Nothing other than the lines from the one containing "If you could mark the metal" through the close of the entries below should be printed, each exactly.

[Begin INPUT]

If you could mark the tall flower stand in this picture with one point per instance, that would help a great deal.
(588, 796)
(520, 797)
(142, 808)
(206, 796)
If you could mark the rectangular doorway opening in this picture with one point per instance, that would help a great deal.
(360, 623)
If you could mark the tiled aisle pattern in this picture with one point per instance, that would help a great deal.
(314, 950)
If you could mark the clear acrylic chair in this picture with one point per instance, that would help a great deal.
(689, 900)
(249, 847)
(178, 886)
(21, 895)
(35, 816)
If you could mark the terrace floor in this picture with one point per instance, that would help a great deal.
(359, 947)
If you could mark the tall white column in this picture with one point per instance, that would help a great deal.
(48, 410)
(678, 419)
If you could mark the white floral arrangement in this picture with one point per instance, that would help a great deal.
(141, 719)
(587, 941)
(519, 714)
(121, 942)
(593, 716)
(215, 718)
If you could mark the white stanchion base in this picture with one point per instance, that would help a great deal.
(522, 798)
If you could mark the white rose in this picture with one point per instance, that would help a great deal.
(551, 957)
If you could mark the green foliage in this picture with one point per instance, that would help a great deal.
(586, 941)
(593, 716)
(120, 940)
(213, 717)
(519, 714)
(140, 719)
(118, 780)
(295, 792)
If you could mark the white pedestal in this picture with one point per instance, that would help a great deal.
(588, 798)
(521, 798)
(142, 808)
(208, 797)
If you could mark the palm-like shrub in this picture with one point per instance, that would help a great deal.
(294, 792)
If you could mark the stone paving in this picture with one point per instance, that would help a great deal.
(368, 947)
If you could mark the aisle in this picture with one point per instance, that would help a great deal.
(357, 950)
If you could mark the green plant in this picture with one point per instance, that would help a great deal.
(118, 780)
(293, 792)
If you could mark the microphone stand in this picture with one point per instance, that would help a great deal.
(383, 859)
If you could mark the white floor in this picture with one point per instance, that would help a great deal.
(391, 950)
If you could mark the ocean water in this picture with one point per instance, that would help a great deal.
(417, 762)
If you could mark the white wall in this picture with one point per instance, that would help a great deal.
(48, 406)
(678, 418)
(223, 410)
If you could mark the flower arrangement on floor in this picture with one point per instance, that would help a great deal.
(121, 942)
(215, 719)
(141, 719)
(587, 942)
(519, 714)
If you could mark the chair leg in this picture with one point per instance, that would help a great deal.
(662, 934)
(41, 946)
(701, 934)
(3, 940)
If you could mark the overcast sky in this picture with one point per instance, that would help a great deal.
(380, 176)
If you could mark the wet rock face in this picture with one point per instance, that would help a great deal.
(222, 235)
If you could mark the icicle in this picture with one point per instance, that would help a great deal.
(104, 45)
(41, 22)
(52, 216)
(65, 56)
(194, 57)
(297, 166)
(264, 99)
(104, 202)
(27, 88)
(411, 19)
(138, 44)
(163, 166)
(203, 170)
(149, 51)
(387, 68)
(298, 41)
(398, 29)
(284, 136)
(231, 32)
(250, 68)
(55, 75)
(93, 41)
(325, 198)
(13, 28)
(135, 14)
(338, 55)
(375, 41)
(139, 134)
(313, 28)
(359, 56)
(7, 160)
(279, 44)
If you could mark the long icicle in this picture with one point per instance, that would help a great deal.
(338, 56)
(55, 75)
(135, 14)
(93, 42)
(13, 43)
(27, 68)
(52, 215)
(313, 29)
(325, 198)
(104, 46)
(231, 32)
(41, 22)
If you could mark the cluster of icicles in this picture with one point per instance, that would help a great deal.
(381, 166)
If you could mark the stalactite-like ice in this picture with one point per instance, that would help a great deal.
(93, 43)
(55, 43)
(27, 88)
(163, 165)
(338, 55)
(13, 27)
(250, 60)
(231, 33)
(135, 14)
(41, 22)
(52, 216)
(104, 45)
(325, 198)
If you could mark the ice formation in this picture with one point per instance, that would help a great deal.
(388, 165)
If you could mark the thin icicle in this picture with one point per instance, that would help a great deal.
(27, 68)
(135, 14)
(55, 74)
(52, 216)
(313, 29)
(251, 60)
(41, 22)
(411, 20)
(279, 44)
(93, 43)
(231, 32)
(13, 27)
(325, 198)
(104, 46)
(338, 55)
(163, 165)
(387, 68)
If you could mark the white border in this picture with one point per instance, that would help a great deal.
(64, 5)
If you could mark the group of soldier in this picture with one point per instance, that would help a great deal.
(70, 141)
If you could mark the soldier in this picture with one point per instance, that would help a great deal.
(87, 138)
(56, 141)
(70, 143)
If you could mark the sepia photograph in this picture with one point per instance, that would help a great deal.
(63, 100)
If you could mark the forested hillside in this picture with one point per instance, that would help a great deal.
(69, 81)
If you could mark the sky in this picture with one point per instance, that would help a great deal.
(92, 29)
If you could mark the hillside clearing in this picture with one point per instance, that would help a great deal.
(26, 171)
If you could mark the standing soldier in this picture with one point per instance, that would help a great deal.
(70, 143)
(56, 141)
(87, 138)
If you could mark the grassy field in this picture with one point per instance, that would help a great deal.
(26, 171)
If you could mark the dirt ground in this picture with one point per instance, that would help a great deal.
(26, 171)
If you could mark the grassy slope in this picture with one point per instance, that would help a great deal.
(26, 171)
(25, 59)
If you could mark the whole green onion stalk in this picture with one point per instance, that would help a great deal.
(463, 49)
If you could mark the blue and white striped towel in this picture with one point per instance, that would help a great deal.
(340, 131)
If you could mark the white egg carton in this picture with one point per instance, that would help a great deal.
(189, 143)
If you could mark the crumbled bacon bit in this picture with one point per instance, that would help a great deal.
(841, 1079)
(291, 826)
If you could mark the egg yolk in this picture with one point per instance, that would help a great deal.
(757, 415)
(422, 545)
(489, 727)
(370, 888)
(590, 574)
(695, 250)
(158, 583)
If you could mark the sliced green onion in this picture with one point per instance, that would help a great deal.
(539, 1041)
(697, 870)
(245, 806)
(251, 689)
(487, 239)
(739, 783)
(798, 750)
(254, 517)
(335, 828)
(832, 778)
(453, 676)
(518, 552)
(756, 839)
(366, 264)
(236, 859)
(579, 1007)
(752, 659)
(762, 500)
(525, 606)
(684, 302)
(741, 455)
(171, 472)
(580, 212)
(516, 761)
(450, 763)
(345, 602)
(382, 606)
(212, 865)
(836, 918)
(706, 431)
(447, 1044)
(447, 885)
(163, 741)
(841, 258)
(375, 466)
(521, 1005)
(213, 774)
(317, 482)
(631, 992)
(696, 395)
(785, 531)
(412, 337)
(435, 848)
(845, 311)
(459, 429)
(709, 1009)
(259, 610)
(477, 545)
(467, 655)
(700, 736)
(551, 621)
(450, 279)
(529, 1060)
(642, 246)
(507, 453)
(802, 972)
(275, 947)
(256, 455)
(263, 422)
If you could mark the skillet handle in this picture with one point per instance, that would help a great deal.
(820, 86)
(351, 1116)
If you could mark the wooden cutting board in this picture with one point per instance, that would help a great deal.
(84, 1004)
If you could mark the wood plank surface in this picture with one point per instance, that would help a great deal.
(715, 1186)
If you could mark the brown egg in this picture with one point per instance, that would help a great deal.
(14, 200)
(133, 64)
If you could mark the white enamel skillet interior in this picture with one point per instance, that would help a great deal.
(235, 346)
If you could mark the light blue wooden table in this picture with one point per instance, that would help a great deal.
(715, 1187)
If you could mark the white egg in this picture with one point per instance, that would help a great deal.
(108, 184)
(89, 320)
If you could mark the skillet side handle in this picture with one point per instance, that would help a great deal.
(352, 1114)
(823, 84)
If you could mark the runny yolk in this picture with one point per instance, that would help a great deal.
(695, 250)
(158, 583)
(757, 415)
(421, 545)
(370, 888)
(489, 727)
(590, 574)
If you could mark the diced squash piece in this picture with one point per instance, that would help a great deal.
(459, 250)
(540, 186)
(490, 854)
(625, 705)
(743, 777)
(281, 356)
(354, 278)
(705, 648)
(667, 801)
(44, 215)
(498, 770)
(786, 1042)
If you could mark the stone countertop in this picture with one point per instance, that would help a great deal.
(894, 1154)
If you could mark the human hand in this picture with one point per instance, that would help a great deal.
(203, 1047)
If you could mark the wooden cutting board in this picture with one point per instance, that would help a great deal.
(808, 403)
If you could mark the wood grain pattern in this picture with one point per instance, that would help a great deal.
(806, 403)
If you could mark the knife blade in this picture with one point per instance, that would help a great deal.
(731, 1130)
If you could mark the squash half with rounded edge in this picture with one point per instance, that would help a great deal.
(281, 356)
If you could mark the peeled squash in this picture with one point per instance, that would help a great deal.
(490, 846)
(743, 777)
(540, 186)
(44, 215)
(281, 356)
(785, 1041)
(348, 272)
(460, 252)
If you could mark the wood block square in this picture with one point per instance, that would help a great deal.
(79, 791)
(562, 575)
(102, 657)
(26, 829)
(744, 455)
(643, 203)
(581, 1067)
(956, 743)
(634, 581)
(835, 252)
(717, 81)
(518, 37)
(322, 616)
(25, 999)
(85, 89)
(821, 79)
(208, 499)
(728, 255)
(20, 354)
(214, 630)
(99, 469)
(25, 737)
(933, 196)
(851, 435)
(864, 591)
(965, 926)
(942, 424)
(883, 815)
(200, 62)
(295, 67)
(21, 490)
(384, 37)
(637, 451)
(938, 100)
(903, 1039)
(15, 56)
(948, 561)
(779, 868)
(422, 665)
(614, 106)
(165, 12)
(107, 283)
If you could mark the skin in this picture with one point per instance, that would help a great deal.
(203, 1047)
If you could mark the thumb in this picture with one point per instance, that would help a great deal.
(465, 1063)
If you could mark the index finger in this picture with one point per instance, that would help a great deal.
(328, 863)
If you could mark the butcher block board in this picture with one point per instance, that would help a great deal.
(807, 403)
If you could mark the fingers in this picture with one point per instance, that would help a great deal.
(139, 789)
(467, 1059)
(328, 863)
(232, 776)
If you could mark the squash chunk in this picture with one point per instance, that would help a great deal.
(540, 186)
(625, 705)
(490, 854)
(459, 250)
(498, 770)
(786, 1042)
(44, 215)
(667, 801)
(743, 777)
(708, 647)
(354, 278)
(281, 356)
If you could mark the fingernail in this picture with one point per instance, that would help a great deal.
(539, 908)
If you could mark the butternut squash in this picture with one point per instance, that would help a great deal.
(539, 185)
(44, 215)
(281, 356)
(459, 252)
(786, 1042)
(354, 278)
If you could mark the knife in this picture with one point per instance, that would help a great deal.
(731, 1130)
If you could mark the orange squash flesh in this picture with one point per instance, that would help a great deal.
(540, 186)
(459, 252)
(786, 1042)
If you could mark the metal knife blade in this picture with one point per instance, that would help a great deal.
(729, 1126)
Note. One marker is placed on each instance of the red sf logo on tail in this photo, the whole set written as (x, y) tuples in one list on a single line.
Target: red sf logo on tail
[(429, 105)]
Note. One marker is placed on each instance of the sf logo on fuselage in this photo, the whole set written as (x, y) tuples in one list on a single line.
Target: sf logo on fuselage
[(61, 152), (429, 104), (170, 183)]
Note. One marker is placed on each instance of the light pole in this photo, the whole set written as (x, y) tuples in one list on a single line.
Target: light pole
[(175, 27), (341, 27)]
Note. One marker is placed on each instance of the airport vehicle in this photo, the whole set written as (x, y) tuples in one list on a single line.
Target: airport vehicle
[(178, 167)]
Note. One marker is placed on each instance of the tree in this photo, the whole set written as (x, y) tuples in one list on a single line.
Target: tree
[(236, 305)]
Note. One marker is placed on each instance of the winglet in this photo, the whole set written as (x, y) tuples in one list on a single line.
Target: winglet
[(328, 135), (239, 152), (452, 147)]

[End INPUT]

- _FINISHED EXERCISE_:
If you could mark the metal knife blade in this picture with one point per instance, that would help a great deal.
(729, 1126)
Note. One marker is placed on each instance of the red sf logo on tail in this photo, the whole set written as (x, y) tuples in one list on a single line.
Target: red sf logo on tail
[(429, 105)]
Note. One marker is placed on each instance of the sf logo on fuselage in this photo, the whole set written as (x, y) tuples in one list on a single line.
Target: sf logo on fuselage
[(61, 152), (429, 104), (170, 183)]
Note. One marker is placed on each instance of the light pole in this photo, the whole set written as (x, y) tuples in one list on a single line.
Target: light pole
[(175, 27), (341, 27)]
Note. One marker is placed on each instance of the airport vehicle in this photo, the whole set written as (x, y) tuples in one list on a single line.
Target: airport vehicle
[(178, 167)]
Note. One marker is placed on each instance of the tree in this photo, the whole set written as (x, y) tuples in one list on a single line.
Target: tree
[(236, 305)]
Note. One marker is placed on each instance of the winglet in this photo, the whole set written as (x, y) tuples in one list on a single line.
Target: winglet
[(328, 135), (239, 152), (452, 147)]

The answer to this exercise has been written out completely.